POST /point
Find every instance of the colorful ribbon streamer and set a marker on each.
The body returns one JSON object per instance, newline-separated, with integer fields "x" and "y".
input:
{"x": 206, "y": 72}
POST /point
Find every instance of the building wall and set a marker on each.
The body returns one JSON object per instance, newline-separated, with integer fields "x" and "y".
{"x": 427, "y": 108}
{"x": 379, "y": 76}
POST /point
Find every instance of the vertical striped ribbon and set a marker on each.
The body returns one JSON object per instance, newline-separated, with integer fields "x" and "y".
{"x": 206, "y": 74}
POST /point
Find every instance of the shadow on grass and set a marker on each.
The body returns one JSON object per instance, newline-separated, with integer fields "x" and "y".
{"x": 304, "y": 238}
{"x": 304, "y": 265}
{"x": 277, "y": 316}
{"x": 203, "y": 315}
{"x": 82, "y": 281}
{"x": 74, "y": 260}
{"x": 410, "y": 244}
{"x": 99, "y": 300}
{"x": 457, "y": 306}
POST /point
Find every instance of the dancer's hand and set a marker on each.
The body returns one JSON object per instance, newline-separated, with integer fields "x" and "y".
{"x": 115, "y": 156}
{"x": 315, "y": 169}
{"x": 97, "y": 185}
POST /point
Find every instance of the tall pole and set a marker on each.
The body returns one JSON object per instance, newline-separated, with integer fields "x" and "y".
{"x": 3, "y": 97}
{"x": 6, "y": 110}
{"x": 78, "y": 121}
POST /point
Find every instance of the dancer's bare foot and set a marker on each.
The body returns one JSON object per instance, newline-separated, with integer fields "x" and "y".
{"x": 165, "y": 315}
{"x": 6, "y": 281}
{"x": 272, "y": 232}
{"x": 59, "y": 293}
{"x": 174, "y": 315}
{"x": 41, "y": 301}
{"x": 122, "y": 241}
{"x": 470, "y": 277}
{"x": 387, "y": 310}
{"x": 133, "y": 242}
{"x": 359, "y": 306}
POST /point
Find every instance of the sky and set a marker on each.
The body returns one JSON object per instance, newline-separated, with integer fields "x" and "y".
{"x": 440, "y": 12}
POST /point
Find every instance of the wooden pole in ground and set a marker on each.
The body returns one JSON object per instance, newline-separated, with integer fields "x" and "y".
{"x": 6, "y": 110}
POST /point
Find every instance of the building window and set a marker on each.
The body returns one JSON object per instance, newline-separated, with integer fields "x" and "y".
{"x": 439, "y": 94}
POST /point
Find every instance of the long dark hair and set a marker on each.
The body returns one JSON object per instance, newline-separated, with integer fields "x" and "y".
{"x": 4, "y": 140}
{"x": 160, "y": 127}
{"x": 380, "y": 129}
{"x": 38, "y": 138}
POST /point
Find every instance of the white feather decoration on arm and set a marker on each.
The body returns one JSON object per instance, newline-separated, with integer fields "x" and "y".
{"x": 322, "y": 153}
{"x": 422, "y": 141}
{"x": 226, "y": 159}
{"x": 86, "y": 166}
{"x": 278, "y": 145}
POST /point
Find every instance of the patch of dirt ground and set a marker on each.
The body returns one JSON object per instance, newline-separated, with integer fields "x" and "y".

== == ==

Extract each line from the listing above, please, and repeat it exactly.

• _Completed exercise_:
POST /point
Find every instance of the colorful ribbon streamer and set a marker on each.
The body returns one JSON object per instance, newline-separated, with integer fields "x" and "y".
input:
{"x": 206, "y": 72}
POST /point
Find every instance of the building wall and set a marker on each.
The body returns one JSON object per instance, newline-separated, with integer fields "x" and "y".
{"x": 427, "y": 108}
{"x": 379, "y": 76}
POST /point
Find every instance of the vertical striped ribbon and set a marker on each.
The body returns one JSON object per instance, newline-separated, with integer fields "x" and "y".
{"x": 206, "y": 74}
POST /point
Find every instance of the shadow on grass and set a marker on each.
The body returns one JSON object per instance, newline-separated, with integer fields "x" and "y".
{"x": 304, "y": 238}
{"x": 304, "y": 265}
{"x": 277, "y": 316}
{"x": 203, "y": 315}
{"x": 82, "y": 281}
{"x": 74, "y": 260}
{"x": 410, "y": 244}
{"x": 99, "y": 300}
{"x": 457, "y": 306}
POST /point
Find every instance of the dancer's hand and set a marker on each.
The body returns one JSON object per instance, newline-separated, with integer fields "x" and "y".
{"x": 115, "y": 156}
{"x": 315, "y": 169}
{"x": 97, "y": 185}
POST /point
Find every instance of the tall pole and set a marker on each.
The body returns one JSON object per instance, newline-separated, with integer fields "x" and "y".
{"x": 3, "y": 97}
{"x": 6, "y": 110}
{"x": 78, "y": 121}
POST /point
Find every instance of the dancer's bare foot and set a marker on each.
The body returns one JSON object per instance, newline-separated, with integer fields "x" and "y".
{"x": 165, "y": 315}
{"x": 6, "y": 281}
{"x": 272, "y": 232}
{"x": 59, "y": 293}
{"x": 174, "y": 315}
{"x": 41, "y": 301}
{"x": 122, "y": 241}
{"x": 470, "y": 277}
{"x": 387, "y": 310}
{"x": 133, "y": 242}
{"x": 359, "y": 306}
POST /point
Find every instance of the sky and set a marker on each.
The body returns one JSON object per instance, newline-separated, with integer fields "x" and "y".
{"x": 440, "y": 12}
POST /point
Find every instance of the wooden pole in ground and set a marker on each.
The body returns one JSON object per instance, newline-separated, with integer fields "x" and "y".
{"x": 6, "y": 110}
POST /point
Find every instance of the building window and set a marker on each.
The body returns one JSON object per instance, newline-separated, with integer fields "x" and "y".
{"x": 439, "y": 94}
POST /point
Find every instance of the long dark hair and set a marker on each.
The body returns one JSON object per instance, newline-separated, with integer fields "x" and "y".
{"x": 4, "y": 140}
{"x": 160, "y": 127}
{"x": 380, "y": 129}
{"x": 38, "y": 138}
POST /point
Find every instance of the white feather decoration on arm and set a marker on each.
The body returns one JSON object per instance, newline-separated, with integer fields "x" and "y".
{"x": 322, "y": 153}
{"x": 422, "y": 141}
{"x": 226, "y": 159}
{"x": 86, "y": 166}
{"x": 278, "y": 145}
POST /point
Find every instance of the patch of dirt ground and set a marker on each.
The body returns one JSON object per instance, newline-separated, with integer fields "x" and "y".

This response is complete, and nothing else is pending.